_GOAL_.
Return, word for word, the rows from the line containing "Guideline: for every instance of the man's face, drop" through the line containing "column 242, row 465", including both of those lines.
╭─ INFORMATION GIVEN
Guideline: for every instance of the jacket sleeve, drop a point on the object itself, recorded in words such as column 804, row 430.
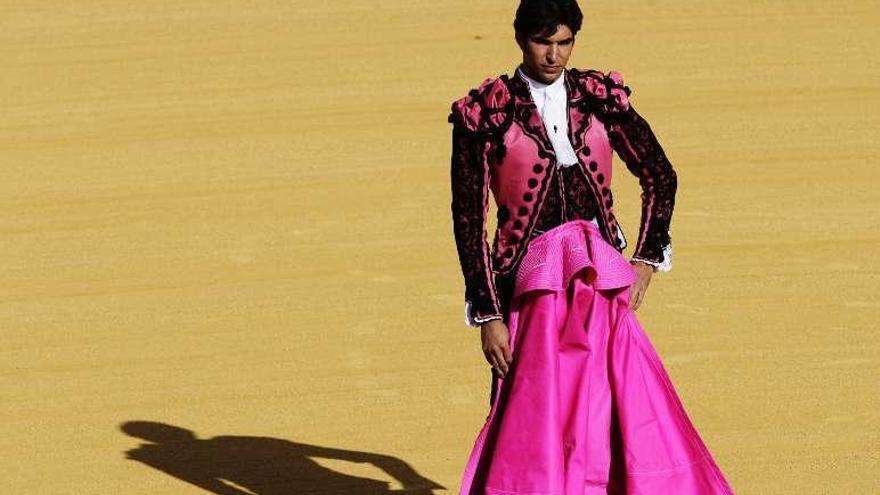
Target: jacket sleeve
column 634, row 141
column 470, row 203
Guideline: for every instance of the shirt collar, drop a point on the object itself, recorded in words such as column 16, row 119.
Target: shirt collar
column 554, row 87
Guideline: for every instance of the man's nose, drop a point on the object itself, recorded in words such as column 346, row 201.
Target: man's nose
column 552, row 54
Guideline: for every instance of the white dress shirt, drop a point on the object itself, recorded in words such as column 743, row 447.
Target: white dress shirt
column 552, row 102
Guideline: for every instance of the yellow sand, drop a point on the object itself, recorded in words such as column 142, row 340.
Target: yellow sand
column 233, row 218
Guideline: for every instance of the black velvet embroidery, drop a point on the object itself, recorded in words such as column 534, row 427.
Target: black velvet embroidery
column 634, row 141
column 569, row 197
column 562, row 194
column 469, row 209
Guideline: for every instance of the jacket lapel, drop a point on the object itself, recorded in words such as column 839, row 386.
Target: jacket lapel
column 526, row 114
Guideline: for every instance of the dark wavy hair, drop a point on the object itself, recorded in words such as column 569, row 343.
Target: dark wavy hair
column 542, row 17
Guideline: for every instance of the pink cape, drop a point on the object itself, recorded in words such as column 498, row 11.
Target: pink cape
column 587, row 407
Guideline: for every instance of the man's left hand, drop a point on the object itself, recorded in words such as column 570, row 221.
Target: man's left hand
column 640, row 286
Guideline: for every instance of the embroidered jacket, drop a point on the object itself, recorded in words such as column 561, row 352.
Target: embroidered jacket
column 499, row 143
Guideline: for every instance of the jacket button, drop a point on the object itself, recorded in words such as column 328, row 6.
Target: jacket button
column 503, row 213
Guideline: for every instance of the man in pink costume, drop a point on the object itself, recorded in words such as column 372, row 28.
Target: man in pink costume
column 580, row 402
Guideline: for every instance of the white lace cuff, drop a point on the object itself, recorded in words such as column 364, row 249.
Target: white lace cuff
column 663, row 266
column 476, row 321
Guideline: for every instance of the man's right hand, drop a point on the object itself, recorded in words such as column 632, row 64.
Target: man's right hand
column 496, row 345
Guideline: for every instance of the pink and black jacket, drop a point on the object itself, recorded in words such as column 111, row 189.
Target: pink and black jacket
column 499, row 143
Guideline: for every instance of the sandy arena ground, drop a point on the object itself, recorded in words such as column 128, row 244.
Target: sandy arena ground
column 227, row 257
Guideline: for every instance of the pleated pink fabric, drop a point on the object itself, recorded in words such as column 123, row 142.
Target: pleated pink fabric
column 587, row 407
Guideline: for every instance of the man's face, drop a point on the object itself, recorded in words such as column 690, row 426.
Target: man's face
column 544, row 56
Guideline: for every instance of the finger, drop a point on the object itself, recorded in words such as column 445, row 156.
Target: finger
column 639, row 298
column 490, row 358
column 508, row 354
column 502, row 363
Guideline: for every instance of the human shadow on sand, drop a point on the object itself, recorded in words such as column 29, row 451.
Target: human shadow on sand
column 242, row 465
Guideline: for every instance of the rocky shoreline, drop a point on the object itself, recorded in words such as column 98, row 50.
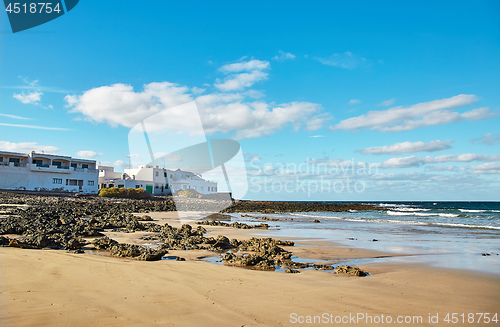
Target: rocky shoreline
column 78, row 223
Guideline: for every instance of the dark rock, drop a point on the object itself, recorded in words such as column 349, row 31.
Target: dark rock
column 348, row 270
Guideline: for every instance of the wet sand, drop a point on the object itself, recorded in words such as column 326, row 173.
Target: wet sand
column 58, row 288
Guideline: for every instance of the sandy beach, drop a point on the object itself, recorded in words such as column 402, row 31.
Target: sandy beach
column 60, row 288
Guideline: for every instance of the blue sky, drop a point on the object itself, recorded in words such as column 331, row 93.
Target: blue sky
column 410, row 88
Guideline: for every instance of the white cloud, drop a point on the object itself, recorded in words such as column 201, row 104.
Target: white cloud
column 88, row 154
column 487, row 139
column 238, row 82
column 344, row 60
column 387, row 102
column 35, row 127
column 400, row 118
column 27, row 147
column 241, row 66
column 197, row 90
column 316, row 122
column 442, row 168
column 242, row 74
column 408, row 147
column 32, row 97
column 282, row 56
column 487, row 168
column 118, row 104
column 251, row 156
column 14, row 117
column 255, row 119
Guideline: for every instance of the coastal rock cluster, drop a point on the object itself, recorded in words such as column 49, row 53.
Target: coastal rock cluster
column 66, row 222
column 233, row 225
column 128, row 250
column 276, row 207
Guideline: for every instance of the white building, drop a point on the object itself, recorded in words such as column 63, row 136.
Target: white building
column 46, row 172
column 155, row 180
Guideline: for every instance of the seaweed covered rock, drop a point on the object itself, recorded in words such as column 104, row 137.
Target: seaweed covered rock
column 348, row 270
column 233, row 225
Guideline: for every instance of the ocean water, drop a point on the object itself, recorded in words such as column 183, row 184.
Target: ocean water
column 459, row 235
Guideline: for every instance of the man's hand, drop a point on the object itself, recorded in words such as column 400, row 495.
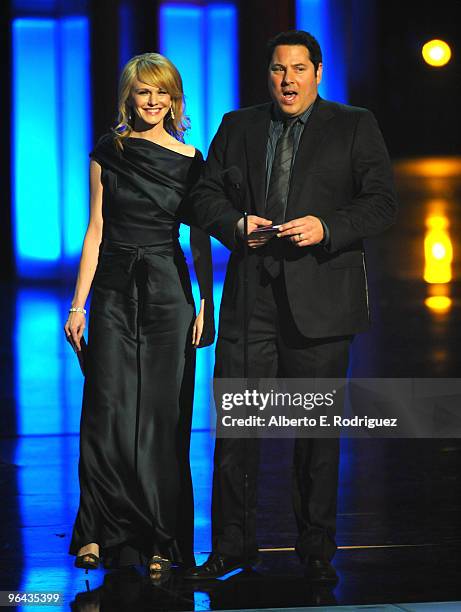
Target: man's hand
column 253, row 223
column 305, row 231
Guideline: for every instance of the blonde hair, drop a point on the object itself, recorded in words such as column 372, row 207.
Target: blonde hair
column 155, row 70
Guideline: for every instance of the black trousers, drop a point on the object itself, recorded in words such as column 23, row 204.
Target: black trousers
column 276, row 348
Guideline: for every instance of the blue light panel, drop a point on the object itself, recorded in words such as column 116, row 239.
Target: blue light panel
column 181, row 36
column 323, row 19
column 51, row 139
column 202, row 42
column 35, row 156
column 75, row 130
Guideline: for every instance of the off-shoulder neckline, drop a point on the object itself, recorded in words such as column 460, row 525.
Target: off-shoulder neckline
column 151, row 142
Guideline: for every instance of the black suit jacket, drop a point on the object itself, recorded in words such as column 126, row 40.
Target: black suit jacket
column 341, row 173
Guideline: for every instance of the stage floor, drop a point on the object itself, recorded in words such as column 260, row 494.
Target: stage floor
column 399, row 513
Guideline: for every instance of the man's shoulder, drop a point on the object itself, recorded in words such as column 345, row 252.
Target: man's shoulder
column 345, row 110
column 248, row 114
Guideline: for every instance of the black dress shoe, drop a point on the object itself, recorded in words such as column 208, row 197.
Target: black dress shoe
column 216, row 566
column 320, row 571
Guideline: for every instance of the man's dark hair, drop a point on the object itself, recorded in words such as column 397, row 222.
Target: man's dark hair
╰─
_ANSWER TO THE TASK_.
Guideline: for every instance of the man's face, drop a point on the object itself, recorded in words such as column 690, row 426.
Target: man's face
column 544, row 56
Guideline: for every instance of the finger, drop a point on the object itself, recorded in words such as column 445, row 156.
Target: finger
column 639, row 298
column 490, row 358
column 508, row 354
column 502, row 363
Guideline: for every instance of the human shadow on sand, drop a point on the object itself, recorded in words such as column 29, row 451.
Target: human shadow on sand
column 242, row 465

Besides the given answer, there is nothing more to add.